Excerpt Block Start

Previous BWS studies have used approaches to scale the coefficients, to allow the PITS state (in this case, the state with the lowest OHRQoL specific to caries: 33333) to represent 0 and the state with no impacts (11111) to be placed at 1 [41]. Whilst this approach was explored, it was not considered necessary for the present study due to the use of mapping techniques instead to anchor at dead (0).

The utility decrement from the adult survey for a lot of dental pain (Hurt3) was larger than anticipated. A disutility of 0.56 is similar to what other studies have reported for health states in considerably more severe, systemic and life-threatening conditions such as cancer [50, 51]. This may be due to the duration levels used in the DCETTO survey, since the DCETTO survey involved profiles with toothache, unchanging, for 2 years. Toothache is recognised to be a debilitating pain, though measurement of dental pain is open to considerable subjectivity [52]. Approximately 80% of the adult sample reported receipt of treatment for dental caries; either a filling or an extraction, and almost half of the adult participants reported some degree of current problems relating to their dentition. As such, it is highly likely that a substantial proportion of adult participants had previously experienced toothache, or were experiencing it at the time they completed the survey. For these participants, the thought of experiencing the same severity of pain for the durations stated in the tasks was understandably likely to be considered extremely unpleasant. This may provide an explanation for the notably high utility decrement related to pain for adult participants, as described below.

The use of a full factorial experimental design for the BWS study, efforts to improve accessibility of the surveys, and the adoption of an inclusive approach to avoid exclusion of any participants on the basis of engagement and understanding can be considered strengths of this study. Nonetheless, this study had a number of limitations.

Excerpt Block End
Provided material Block Start

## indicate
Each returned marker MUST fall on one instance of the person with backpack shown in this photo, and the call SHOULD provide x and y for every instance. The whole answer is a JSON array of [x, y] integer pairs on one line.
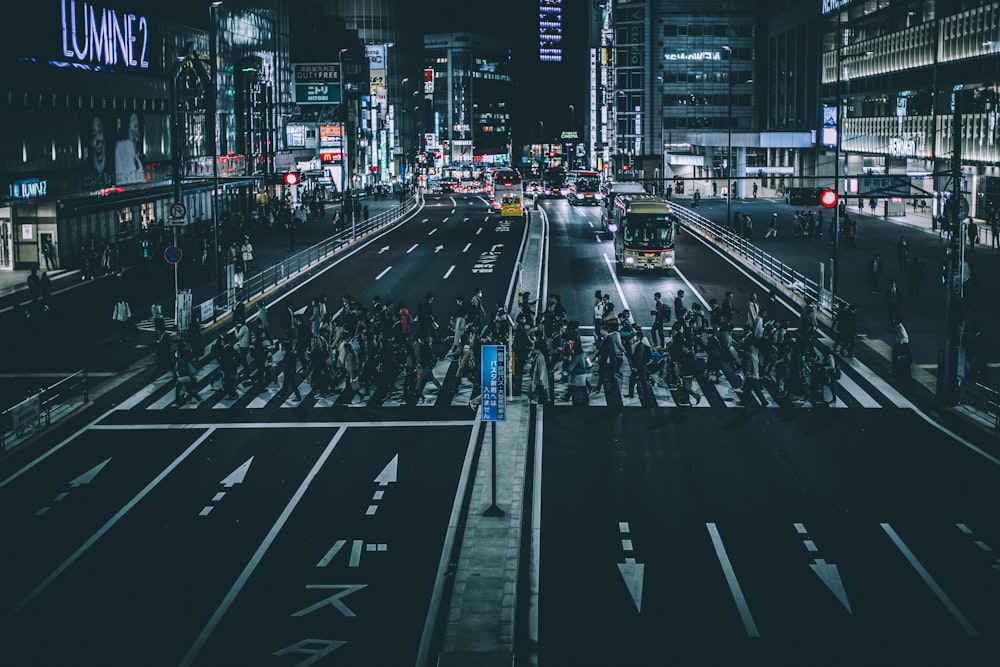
[[185, 387], [661, 315], [642, 354]]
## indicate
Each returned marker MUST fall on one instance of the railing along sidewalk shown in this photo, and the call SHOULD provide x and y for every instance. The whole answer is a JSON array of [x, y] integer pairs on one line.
[[40, 410]]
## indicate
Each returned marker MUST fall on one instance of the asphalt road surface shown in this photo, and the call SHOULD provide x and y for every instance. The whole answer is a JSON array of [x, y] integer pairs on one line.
[[228, 545], [673, 537]]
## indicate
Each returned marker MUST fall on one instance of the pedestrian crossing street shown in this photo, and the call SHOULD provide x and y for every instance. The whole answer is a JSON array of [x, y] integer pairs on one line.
[[858, 387]]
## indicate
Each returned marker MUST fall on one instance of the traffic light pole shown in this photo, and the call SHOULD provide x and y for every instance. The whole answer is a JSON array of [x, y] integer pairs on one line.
[[954, 357]]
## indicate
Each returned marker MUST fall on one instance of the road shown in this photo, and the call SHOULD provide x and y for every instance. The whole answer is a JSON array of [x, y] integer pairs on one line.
[[760, 538], [258, 531]]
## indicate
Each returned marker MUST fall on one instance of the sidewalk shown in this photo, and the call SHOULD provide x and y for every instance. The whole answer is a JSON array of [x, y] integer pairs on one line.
[[925, 311], [77, 330]]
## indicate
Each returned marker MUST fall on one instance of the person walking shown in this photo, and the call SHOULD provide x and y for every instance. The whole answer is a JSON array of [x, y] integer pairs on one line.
[[772, 225], [753, 313], [426, 360], [122, 315], [874, 273], [540, 387], [972, 233], [246, 252], [45, 288], [902, 254], [289, 363], [894, 304], [661, 314], [34, 287], [185, 385]]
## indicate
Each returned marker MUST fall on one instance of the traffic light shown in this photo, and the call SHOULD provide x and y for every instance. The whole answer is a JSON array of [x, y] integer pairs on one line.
[[828, 198]]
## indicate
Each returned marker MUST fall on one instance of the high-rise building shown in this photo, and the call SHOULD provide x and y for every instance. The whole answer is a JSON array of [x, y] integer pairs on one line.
[[898, 69], [470, 103]]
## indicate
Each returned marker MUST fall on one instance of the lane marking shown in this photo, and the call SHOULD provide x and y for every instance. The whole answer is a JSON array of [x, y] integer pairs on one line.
[[618, 285], [104, 529], [929, 580], [734, 585], [258, 555]]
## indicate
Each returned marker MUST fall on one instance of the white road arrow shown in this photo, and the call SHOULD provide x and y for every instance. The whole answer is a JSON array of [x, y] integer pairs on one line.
[[829, 575], [237, 476], [632, 574], [388, 474], [88, 477]]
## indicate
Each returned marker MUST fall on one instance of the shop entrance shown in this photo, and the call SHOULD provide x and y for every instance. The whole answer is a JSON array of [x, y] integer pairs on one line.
[[6, 242]]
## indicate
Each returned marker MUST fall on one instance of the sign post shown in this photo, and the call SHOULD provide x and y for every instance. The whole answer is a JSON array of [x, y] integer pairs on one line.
[[493, 404]]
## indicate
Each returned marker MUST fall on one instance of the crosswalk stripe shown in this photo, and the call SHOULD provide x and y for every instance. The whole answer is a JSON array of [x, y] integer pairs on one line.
[[159, 393]]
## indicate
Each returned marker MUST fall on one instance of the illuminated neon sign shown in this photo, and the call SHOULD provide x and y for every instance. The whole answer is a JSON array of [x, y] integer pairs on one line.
[[97, 36]]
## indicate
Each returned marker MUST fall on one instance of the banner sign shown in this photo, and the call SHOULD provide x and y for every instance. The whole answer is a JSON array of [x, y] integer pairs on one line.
[[493, 368]]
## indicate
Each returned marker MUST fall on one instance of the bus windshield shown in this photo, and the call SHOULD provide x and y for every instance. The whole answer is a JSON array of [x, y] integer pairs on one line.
[[649, 229]]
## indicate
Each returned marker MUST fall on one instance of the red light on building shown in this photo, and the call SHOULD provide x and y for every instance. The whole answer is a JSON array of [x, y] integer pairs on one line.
[[828, 198]]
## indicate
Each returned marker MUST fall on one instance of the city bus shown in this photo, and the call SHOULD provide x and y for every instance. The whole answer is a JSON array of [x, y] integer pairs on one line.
[[586, 189], [507, 181], [508, 189], [644, 229], [553, 181]]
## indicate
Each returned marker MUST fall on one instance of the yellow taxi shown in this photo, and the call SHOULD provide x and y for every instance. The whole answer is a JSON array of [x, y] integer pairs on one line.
[[511, 206]]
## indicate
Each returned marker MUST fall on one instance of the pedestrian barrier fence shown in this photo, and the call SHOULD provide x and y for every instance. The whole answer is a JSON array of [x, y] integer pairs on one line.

Provided material Block End

**Assignment**
Please reproduce the entire passage on dental caries utility scoring above, word for word.

**Solution for this problem**
Previous BWS studies have used approaches to scale the coefficients, to allow the PITS state (in this case, the state with the lowest OHRQoL specific to caries: 33333) to represent 0 and the state with no impacts (11111) to be placed at 1 [41]. Whilst this approach was explored, it was not considered necessary for the present study due to the use of mapping techniques instead to anchor at dead (0).

The utility decrement from the adult survey for a lot of dental pain (Hurt3) was larger than anticipated. A disutility of 0.56 is similar to what other studies have reported for health states in considerably more severe, systemic and life-threatening conditions such as cancer [50, 51]. This may be due to the duration levels used in the DCETTO survey, since the DCETTO survey involved profiles with toothache, unchanging, for 2 years. Toothache is recognised to be a debilitating pain, though measurement of dental pain is open to considerable subjectivity [52]. Approximately 80% of the adult sample reported receipt of treatment for dental caries; either a filling or an extraction, and almost half of the adult participants reported some degree of current problems relating to their dentition. As such, it is highly likely that a substantial proportion of adult participants had previously experienced toothache, or were experiencing it at the time they completed the survey. For these participants, the thought of experiencing the same severity of pain for the durations stated in the tasks was understandably likely to be considered extremely unpleasant. This may provide an explanation for the notably high utility decrement related to pain for adult participants, as described below.

The use of a full factorial experimental design for the BWS study, efforts to improve accessibility of the surveys, and the adoption of an inclusive approach to avoid exclusion of any participants on the basis of engagement and understanding can be considered strengths of this study. Nonetheless, this study had a number of limitations.